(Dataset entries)
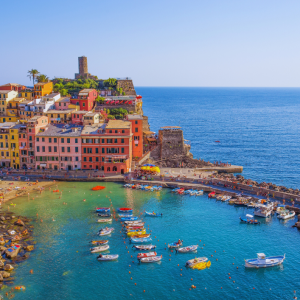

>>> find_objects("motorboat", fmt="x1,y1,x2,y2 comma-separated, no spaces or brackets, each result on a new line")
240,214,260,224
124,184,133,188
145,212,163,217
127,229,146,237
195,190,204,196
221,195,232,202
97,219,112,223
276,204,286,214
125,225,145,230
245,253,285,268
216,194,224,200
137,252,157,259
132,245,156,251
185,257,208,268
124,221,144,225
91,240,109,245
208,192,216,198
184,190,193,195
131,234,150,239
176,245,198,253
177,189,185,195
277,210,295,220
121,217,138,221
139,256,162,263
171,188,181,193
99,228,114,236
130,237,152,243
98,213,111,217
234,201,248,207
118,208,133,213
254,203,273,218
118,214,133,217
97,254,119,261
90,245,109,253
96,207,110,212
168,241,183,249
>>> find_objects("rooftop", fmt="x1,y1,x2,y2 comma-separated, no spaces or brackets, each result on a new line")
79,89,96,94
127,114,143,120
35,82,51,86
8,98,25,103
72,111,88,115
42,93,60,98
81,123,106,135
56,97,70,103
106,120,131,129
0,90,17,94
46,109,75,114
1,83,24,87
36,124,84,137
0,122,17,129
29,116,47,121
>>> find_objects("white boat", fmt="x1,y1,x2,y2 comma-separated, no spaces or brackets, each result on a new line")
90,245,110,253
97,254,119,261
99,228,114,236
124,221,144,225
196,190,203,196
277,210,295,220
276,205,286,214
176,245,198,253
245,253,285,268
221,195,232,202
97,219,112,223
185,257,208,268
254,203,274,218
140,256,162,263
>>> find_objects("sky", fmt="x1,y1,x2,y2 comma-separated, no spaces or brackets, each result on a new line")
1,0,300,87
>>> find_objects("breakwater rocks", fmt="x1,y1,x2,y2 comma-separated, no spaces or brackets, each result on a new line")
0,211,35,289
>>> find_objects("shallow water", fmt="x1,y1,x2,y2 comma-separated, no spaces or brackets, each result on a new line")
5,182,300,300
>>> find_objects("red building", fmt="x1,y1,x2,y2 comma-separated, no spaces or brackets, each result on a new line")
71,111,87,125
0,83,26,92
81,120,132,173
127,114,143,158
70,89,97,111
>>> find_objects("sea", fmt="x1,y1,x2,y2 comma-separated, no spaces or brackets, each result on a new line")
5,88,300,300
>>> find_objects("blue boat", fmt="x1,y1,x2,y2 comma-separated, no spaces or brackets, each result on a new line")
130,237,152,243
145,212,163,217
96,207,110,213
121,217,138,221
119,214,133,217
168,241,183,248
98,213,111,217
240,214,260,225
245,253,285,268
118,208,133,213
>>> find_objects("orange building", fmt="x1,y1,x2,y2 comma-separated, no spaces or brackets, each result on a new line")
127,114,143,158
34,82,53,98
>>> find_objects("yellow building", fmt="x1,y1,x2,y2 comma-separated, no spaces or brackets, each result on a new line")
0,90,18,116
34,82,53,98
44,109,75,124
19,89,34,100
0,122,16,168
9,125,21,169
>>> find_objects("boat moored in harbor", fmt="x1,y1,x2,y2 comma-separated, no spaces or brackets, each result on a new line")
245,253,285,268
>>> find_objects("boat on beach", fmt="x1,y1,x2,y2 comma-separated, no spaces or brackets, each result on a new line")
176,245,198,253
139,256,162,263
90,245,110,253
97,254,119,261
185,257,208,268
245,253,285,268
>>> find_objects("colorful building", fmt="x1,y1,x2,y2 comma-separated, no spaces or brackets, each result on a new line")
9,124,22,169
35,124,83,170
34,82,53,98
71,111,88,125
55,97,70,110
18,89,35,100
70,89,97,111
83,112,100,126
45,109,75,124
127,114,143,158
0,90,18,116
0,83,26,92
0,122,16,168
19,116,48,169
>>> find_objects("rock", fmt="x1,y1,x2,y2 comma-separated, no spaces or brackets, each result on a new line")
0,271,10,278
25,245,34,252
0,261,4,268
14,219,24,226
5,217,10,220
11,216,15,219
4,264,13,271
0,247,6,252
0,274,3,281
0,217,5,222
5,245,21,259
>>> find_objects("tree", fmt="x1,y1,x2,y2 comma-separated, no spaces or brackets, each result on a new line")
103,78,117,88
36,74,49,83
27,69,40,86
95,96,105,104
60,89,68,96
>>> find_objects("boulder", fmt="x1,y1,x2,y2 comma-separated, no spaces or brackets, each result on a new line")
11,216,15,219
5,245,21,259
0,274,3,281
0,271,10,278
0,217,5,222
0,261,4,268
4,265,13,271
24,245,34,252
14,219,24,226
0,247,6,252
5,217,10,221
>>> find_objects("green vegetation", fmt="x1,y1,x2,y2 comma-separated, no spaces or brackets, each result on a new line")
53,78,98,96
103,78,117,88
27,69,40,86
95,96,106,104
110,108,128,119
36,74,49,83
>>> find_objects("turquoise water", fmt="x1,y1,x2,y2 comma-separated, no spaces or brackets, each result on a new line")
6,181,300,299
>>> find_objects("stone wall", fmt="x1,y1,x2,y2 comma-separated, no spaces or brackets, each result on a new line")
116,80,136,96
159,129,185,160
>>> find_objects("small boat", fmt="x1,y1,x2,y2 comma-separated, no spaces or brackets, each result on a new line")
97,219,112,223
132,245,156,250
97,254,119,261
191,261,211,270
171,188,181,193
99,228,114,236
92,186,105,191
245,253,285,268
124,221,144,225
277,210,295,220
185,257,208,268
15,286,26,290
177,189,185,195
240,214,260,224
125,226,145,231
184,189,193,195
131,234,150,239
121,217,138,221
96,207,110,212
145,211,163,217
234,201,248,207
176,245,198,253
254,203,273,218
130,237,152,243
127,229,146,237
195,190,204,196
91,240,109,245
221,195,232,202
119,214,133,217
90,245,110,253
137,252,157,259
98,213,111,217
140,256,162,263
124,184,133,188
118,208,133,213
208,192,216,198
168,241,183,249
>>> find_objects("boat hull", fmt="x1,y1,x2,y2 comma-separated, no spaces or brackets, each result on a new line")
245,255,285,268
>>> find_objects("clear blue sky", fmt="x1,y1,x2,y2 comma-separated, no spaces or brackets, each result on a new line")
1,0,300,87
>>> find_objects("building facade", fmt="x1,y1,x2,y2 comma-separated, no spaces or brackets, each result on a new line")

• About this task
Without copying any picture, repeat all of the entries exactly.

• Exercise response
>>> find_objects("motorboat", fmt="x1,y1,x2,y2 comma-separated, no spaces or brackets, each result on a new line")
240,214,260,224
124,184,133,188
145,212,163,217
127,229,146,237
195,190,204,196
221,195,232,202
97,219,112,223
276,204,286,214
125,225,145,230
245,253,285,268
216,194,224,200
137,252,157,259
132,245,156,251
185,257,208,268
124,221,144,225
91,240,109,245
208,192,216,198
184,190,193,195
131,234,150,239
176,245,198,253
177,189,185,195
277,210,295,220
121,217,138,221
139,256,162,263
171,188,181,193
99,228,114,236
130,237,152,243
98,213,111,217
234,201,248,207
118,208,133,213
254,203,273,218
118,214,133,217
97,254,119,261
90,245,109,253
96,207,110,212
168,241,183,249
>>> find_objects("rooftop", fmt="x1,y1,x2,y2 comma-separated, no spaces or brackets, each result on a new line")
79,89,96,94
127,114,143,120
35,82,51,86
8,98,25,103
72,111,88,115
42,93,60,98
81,123,106,135
56,97,70,103
106,120,131,129
0,90,17,94
46,109,75,114
1,83,24,87
36,124,84,137
0,122,17,129
29,116,47,121
>>> find_objects("white boat", fmt="x1,y1,x2,y2 comma-separated, no spaces or brackets, each result on a new line")
90,245,110,253
97,254,119,261
99,228,114,236
124,221,144,225
196,190,203,196
277,210,295,220
276,205,286,214
176,245,198,253
245,253,285,268
221,195,232,202
97,219,112,223
185,257,208,268
254,203,274,218
140,256,162,263
>>> find_objects("sky", fmt="x1,y1,x2,y2 comma-separated, no spaces or brackets, each result on a new line")
1,0,300,87
>>> find_objects("breakwater rocks", fmt="x1,y1,x2,y2 comma-separated, no spaces or brackets, each result on a new line")
0,211,35,289
>>> find_objects("shallow water", fmt="x1,y1,x2,y2 comma-separated, no spaces or brackets, each result on a new line")
5,182,300,300
>>> find_objects("red building", fmt="x1,y1,x2,y2 comma-separated, no spaces or brackets, each result on a new line")
71,111,87,125
0,83,26,92
81,120,132,173
127,114,143,158
70,89,97,111
>>> find_objects("sea", fmt="x1,y1,x2,y2 comma-separated, no spaces or brackets, each result on a new line")
5,88,300,300
>>> find_objects("blue boat", fmt="x1,y1,x2,y2 comma-separated, no spaces or brackets, each result on a new line")
130,237,152,243
145,212,163,217
96,207,110,213
121,217,138,221
119,214,133,217
168,241,183,248
98,213,111,217
240,214,260,225
245,253,285,268
118,208,133,213
>>> find_objects("orange building", fmt="x1,y1,x2,y2 comma-separated, no spaces or brackets, each result on a new line")
127,114,143,158
34,82,53,98
>>> find_objects("yellow building", fmt="x1,y1,x2,y2 comma-separated, no spaces or brackets, each result on a new line")
0,90,18,116
34,82,53,98
44,109,75,124
19,89,34,100
0,122,16,168
9,125,21,169
>>> find_objects("boat moored in harbor", fmt="x1,y1,x2,y2 comma-separated, no spaces or brackets, each result on a new line")
245,253,285,268
>>> find_objects("boat on beach", fmt="x1,y1,x2,y2 comma-separated, no spaces or brackets, each result on a new line")
176,245,198,253
139,256,162,263
90,245,110,253
97,254,119,261
185,257,208,268
245,253,285,268
>>> find_objects("colorful building", fmt="x1,y1,x2,y2 comma-separated, no spaces or brackets, each result on a new line")
9,124,22,169
35,124,83,170
34,82,53,98
71,111,88,125
55,97,70,110
18,89,35,100
70,89,97,111
83,112,100,126
45,109,75,124
127,114,143,158
0,90,18,116
0,83,26,92
0,122,16,168
19,116,48,169
>>> find_objects("rock", fmt="x1,y1,x2,y2 comma-separated, no spaces or brackets, each result on a new line")
0,271,10,278
25,245,34,252
0,261,4,268
14,219,24,226
5,217,10,220
11,216,15,219
4,264,13,271
0,247,6,252
0,274,3,281
0,217,5,222
5,245,21,259
>>> find_objects("tree", fmt="x1,y1,x2,y2 comma-separated, no spaces or brackets, each result on a new line")
103,78,117,88
36,74,49,83
27,69,40,86
95,96,105,104
60,89,68,96
>>> find_objects("boulder", fmt="x1,y1,x2,y2 comma-separated, no spaces or brackets, each result on a new line")
11,216,15,219
5,245,21,259
0,274,3,281
0,271,10,278
0,217,5,222
0,261,4,268
4,265,13,271
24,245,34,252
14,219,24,226
0,247,6,252
5,217,10,221
>>> find_objects("green vegetation", fmt="x1,y1,x2,y2 comma-separated, no spaces or brackets, each result on a new line")
53,78,98,96
103,78,117,88
27,69,40,86
95,96,106,104
110,108,128,119
36,74,49,83
>>> find_objects("turquoise water", fmt="x1,y1,x2,y2 comma-separated, no spaces or brackets, each result on a new line")
6,181,300,299
>>> find_objects("stone wall", fmt="x1,y1,x2,y2 comma-separated, no spaces or brackets, each result on a new line")
116,80,136,96
159,129,185,160
>>> find_objects("small boat", fmt="x1,y1,x2,y2 comma-separated, no spaces or brackets, each result on a new line")
97,219,112,223
132,245,156,250
97,254,119,261
191,261,211,270
171,188,181,193
99,228,114,236
92,186,105,191
245,253,285,268
124,221,144,225
277,210,295,220
185,257,208,268
15,286,26,290
177,189,185,195
240,214,260,224
125,226,145,231
184,189,193,195
131,234,150,239
121,217,138,221
96,207,110,212
145,211,163,217
234,201,248,207
176,245,198,253
254,203,273,218
130,237,152,243
127,229,146,237
195,190,204,196
91,240,109,245
221,195,232,202
119,214,133,217
90,245,110,253
137,252,157,259
98,213,111,217
140,256,162,263
124,184,133,188
118,208,133,213
208,192,216,198
168,241,183,249
>>> find_objects("boat hull", fmt="x1,y1,x2,y2 comma-separated, no spaces or brackets, each result on a new line")
245,255,285,268
>>> find_objects("clear blue sky", fmt="x1,y1,x2,y2 comma-separated, no spaces or brackets, each result on a new line")
1,0,300,87
>>> find_objects("building facade", fmt="x1,y1,x2,y2 comma-separated, no spaces or brackets, each result on a new line")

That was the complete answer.